(Beginning of Text under study)
I wish I could simply shut away any emotional involvement in my adult children’s lives. How blissful it would be to simply treat them as distant friends from whom I get a yearly holiday card with a list of events and accomplishments I read and then file away. I could avoid tons of heartache. Yet, I know that until death separates us I will be completely in love with my children and therefore vulnerable to sharing the pain of their problems. In the movie "Parenthood," there’s a wonderful line from Jason Robards to his son, played by Steve Martin: "There is no end, you never cross the goal line, spike the ball and do your touchdown dance, never... I'm 64 and Larry is 27... and he's still my son,... you think I want him to get hurt?... he's my son." This certainly hits home. Even if I don’t offer protection or solution, I still feel acutely any pain my children feel.
 
As you guide your children through the maze that is childhood, keep in mind that while the smaller things get easier, the big issues never waver. Eventually, kids get toilet-trained, learn to tie their shoes, avoid putting things up their noses, ride bikes and understand that traffic is dangerous. At the same time, the real crises get more complex: being bullied at school, developing good study habits, getting cut from the soccer team, deciding on a college, having a car accident. It’s no wonder we have a tricky time cutting our children loose. We realize as they grow older the difficulties they face grow more complex and require heightened abilities of maturity, intelligence and resources to resolve. We know we possess these abilities, so we want to provide our children with the protection and solution they offer.
 
So when do we remove this bubble? I have no idea. I know it was different with each of my adult children. My daughter recently took a business trip to London for her company where she is an executive. Her flight was canceled in Chicago, so she caught a red-eye to San Diego and from there flew to London. When she arrived, her luggage had not followed. When my son-in-law told me, my immediate response was to go into solution mode — how could we get clothes to her quickly? Did she need money to pay for clothes? And so forth… Here’s a grown woman with two kids who found her way out of the travel dilemma, yet my natural mothering mode kicked in. I never even spoke to my son-in-law or daughter about my thoughts. I was able to just let things unfold, but I recognized how quickly that instinct to protect appears and how quickly the inability to act on the instinct created powerlessness, worry and pain on her behalf knowing how much she hates these situations.
(End of Text under study)
(Beginning of Data for review)
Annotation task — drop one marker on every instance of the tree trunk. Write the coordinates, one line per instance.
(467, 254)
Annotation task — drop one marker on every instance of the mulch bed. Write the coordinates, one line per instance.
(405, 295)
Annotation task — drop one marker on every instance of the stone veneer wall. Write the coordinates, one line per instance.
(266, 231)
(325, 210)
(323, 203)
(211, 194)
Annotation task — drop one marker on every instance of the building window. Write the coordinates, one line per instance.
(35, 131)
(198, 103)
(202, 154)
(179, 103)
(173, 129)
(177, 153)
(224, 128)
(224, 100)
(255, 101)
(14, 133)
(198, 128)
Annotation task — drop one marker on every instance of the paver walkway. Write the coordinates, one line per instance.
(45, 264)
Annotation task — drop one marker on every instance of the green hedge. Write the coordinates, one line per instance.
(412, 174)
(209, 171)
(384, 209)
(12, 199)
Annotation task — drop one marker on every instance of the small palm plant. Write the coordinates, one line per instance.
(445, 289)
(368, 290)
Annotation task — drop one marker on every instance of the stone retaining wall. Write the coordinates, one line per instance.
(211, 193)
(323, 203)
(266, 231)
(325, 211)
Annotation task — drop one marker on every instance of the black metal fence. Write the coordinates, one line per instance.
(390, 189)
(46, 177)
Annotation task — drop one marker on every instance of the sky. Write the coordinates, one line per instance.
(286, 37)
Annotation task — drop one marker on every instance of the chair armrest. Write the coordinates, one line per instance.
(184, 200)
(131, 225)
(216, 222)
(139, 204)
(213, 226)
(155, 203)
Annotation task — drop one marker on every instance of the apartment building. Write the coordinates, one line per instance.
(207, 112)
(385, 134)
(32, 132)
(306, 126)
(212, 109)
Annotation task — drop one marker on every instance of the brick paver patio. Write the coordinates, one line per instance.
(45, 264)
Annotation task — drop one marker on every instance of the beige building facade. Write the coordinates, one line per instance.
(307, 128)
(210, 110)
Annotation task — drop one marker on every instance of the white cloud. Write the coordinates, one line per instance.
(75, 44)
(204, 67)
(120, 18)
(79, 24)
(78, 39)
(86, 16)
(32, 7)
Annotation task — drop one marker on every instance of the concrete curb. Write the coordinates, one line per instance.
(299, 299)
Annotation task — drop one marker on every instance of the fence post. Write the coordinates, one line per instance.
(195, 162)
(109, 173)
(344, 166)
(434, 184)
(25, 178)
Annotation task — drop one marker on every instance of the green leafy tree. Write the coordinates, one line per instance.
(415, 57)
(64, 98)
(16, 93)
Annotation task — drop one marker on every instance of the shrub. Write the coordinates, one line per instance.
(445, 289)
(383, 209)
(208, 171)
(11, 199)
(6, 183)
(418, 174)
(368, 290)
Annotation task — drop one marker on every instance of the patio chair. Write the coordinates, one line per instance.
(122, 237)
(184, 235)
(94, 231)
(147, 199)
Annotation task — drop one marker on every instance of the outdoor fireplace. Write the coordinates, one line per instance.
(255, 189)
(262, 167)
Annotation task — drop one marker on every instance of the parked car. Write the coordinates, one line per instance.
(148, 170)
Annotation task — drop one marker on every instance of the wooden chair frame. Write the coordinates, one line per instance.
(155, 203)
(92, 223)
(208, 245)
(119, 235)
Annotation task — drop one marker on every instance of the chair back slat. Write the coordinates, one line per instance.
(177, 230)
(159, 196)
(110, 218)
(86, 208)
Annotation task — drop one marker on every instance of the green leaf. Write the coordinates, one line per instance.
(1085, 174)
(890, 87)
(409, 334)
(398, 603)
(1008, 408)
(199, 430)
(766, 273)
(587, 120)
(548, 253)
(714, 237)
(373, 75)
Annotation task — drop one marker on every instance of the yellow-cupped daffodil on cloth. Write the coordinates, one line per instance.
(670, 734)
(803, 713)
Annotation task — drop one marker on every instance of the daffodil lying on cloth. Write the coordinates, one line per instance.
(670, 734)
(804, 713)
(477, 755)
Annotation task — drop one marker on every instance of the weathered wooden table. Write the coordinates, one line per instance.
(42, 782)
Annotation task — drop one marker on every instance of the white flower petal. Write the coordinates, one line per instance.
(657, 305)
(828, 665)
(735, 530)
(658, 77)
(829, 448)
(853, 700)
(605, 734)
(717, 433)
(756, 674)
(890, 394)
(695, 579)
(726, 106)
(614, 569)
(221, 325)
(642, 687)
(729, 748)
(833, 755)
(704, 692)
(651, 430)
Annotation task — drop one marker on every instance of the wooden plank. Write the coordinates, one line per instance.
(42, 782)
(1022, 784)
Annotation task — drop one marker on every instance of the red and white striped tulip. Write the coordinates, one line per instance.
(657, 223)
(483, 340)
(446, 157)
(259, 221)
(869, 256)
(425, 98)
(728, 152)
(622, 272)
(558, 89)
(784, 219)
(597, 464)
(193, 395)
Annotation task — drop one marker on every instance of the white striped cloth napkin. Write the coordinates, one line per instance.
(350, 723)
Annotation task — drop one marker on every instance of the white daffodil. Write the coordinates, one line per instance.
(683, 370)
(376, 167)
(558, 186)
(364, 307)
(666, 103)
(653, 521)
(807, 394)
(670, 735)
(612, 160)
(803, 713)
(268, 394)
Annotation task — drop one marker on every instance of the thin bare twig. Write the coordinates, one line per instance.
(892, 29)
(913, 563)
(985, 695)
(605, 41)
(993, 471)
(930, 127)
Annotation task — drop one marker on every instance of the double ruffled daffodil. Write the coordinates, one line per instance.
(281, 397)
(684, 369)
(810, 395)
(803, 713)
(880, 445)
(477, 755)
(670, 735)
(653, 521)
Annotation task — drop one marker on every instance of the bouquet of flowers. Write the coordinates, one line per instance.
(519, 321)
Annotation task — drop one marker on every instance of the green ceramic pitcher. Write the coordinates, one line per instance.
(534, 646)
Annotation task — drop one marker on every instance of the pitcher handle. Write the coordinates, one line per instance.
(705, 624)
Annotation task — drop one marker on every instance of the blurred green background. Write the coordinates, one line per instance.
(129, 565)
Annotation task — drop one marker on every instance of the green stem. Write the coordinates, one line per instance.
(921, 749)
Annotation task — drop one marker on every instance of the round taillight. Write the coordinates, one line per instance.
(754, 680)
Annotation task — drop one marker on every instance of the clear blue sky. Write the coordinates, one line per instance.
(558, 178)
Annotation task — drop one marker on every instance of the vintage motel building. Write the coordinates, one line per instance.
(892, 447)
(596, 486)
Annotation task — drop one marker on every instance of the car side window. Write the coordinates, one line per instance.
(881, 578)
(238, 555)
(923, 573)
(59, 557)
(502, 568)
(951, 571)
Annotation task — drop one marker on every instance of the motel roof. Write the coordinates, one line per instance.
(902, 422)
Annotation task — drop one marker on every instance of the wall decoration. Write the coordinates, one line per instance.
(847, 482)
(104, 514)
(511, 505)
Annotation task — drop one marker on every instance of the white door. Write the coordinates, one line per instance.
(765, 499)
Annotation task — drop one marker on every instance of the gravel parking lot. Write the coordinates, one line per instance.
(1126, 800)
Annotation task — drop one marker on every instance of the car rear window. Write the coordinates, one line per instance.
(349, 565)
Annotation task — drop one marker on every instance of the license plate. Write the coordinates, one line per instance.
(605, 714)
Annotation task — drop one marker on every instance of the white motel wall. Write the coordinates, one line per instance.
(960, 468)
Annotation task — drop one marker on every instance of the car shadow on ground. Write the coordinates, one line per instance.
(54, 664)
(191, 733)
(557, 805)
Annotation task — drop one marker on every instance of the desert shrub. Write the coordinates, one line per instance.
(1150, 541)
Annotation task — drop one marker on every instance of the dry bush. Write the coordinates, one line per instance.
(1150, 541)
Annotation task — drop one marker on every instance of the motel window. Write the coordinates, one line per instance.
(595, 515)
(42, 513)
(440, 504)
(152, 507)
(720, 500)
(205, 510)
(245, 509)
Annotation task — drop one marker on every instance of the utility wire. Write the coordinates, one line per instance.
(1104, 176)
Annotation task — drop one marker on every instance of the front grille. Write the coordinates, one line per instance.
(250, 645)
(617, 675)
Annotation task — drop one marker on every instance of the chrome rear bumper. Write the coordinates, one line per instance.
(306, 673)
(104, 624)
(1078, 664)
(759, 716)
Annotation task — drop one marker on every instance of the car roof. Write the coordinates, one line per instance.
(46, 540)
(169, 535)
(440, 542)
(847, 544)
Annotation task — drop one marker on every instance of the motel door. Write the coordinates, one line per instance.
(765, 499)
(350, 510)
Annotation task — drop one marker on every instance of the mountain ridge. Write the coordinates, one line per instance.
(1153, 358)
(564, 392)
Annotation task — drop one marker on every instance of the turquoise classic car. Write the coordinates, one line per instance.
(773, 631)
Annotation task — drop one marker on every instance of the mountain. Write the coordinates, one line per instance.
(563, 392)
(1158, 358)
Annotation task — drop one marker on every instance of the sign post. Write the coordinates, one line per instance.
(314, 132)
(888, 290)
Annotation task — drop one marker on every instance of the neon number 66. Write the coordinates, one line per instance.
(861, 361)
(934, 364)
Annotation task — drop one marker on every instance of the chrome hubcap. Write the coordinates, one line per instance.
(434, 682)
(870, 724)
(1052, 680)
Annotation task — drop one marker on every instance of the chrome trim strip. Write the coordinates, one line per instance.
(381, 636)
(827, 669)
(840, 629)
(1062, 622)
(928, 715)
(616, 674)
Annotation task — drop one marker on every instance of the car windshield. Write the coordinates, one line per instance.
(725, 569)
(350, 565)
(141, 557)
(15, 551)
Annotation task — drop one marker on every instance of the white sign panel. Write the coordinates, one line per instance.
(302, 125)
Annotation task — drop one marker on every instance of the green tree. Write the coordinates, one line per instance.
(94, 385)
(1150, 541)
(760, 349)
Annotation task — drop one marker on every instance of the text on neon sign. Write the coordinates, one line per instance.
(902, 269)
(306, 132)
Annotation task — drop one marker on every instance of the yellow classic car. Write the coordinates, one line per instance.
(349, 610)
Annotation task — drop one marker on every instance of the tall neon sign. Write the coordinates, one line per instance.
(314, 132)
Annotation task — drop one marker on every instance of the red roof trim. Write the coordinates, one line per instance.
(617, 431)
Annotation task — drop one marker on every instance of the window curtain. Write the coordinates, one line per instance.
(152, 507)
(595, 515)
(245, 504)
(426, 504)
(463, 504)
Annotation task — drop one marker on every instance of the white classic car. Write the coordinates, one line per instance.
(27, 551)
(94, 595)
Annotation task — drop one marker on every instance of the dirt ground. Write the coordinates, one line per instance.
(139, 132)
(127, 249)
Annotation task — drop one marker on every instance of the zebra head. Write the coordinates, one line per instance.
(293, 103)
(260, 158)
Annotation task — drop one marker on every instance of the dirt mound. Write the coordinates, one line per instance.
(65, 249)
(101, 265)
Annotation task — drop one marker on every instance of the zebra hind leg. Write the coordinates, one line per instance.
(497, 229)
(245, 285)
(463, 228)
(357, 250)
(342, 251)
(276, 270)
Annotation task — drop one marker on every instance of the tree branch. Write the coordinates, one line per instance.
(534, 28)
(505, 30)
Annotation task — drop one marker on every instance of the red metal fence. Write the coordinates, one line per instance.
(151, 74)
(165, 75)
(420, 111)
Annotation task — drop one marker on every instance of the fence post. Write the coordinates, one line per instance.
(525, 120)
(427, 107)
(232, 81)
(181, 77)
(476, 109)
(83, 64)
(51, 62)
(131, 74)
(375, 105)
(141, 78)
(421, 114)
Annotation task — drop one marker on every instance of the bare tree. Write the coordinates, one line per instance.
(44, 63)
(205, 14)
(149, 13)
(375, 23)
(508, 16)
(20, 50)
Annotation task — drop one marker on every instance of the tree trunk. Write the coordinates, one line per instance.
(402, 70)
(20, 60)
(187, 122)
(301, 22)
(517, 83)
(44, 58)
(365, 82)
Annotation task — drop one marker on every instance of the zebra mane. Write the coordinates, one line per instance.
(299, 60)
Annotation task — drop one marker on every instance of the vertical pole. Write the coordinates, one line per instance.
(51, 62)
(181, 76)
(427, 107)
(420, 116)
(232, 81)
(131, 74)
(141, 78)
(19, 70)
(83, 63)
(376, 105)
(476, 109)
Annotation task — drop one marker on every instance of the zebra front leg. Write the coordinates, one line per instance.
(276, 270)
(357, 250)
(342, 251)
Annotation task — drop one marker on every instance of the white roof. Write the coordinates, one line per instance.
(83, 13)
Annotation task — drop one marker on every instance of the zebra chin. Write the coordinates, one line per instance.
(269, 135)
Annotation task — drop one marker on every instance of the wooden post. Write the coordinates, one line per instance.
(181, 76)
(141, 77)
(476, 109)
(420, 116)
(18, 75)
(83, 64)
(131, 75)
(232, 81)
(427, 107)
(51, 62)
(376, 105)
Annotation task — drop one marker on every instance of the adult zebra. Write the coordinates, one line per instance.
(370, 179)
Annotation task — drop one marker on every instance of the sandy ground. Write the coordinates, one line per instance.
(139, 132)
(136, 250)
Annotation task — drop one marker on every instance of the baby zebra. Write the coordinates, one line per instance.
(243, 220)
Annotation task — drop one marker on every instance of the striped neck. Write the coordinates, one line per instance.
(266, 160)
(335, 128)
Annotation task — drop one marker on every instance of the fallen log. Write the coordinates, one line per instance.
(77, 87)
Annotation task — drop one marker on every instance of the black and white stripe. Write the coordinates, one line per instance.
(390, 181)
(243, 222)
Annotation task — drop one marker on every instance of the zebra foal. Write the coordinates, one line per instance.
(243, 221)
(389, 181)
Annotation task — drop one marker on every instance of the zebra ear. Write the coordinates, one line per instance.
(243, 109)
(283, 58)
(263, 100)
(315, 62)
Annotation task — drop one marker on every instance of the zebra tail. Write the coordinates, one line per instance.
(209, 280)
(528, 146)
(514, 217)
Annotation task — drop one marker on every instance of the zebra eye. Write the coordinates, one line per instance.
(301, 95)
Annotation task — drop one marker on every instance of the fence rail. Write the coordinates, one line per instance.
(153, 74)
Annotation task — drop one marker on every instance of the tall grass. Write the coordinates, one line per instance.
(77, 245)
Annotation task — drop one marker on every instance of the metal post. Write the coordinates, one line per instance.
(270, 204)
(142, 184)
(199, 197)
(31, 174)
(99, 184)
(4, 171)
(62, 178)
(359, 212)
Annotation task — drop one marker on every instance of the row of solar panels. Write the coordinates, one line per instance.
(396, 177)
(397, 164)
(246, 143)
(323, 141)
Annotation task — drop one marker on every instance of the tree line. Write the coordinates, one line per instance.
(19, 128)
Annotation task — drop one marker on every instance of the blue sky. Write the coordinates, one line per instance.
(End of Data for review)
# Your tasks
(A) Switch "soccer team" to "swim team" and write out the essay on parenting adult children again, starting at "As you guide" and ending at "solution they offer.".
(B) Answer these questions about the essay on parenting adult children:
(i) In the movie "Parenthood," which actor speaks the line quoted in the essay?
(ii) In which city was the daughter's flight canceled?
(iii) What position does the daughter hold at her company?
(C) Carry on the essay on parenting adult children from where it stops.

# Outputs for the tasks
(A)
As you guide your children through the maze that is childhood, keep in mind that while the smaller things get easier, the big issues never waver. Eventually, kids get toilet-trained, learn to tie their shoes, avoid putting things up their noses, ride bikes and understand that traffic is dangerous. At the same time, the real crises get more complex: being bullied at school, developing good study habits, getting cut from the swim team, deciding on a college, having a car accident. It’s no wonder we have a tricky time cutting our children loose. We realize as they grow older the difficulties they face grow more complex and require heightened abilities of maturity, intelligence and resources to resolve. We know we possess these abilities, so we want to provide our children with the protection and solution they offer.

(B)
(i) Jason Robards
(ii) Chicago
(iii) She is an executive.

(C)
 
As parents, we have to be able to not only endure the grief that love brings, but to suffer in silence. When asked, I am more than willing to give advice and help, but I also know that if I do it too quickly or too often I am doing my kids a disservice. The best thing I can do is gently encourage them to problem solve and find their own way out of a dilemma. I’ve learned that throwing money at a problem or over-protecting just leads to more grief because our children get too dependent upon the quick fix those solutions offer and end up getting tangled up again and again. I think that is what Susan Engel was hoping to tell parents. In her experience, we parents are hard-wired to wrap our wings around our children rather than being the ruthless mother birds that push the kids out of the nest. In recognizing that part of our nature we can better control it. Yet, it doesn’t diminish the grief we feel as we perch on the edge of the nest watching our "babies" cascade toward the earth until they finally figure out to open their wings. Find those teachable moments and use them to give your children more power to solve their own problems and to give yourself permission to feel grief without needing to minimize it by overprotecting.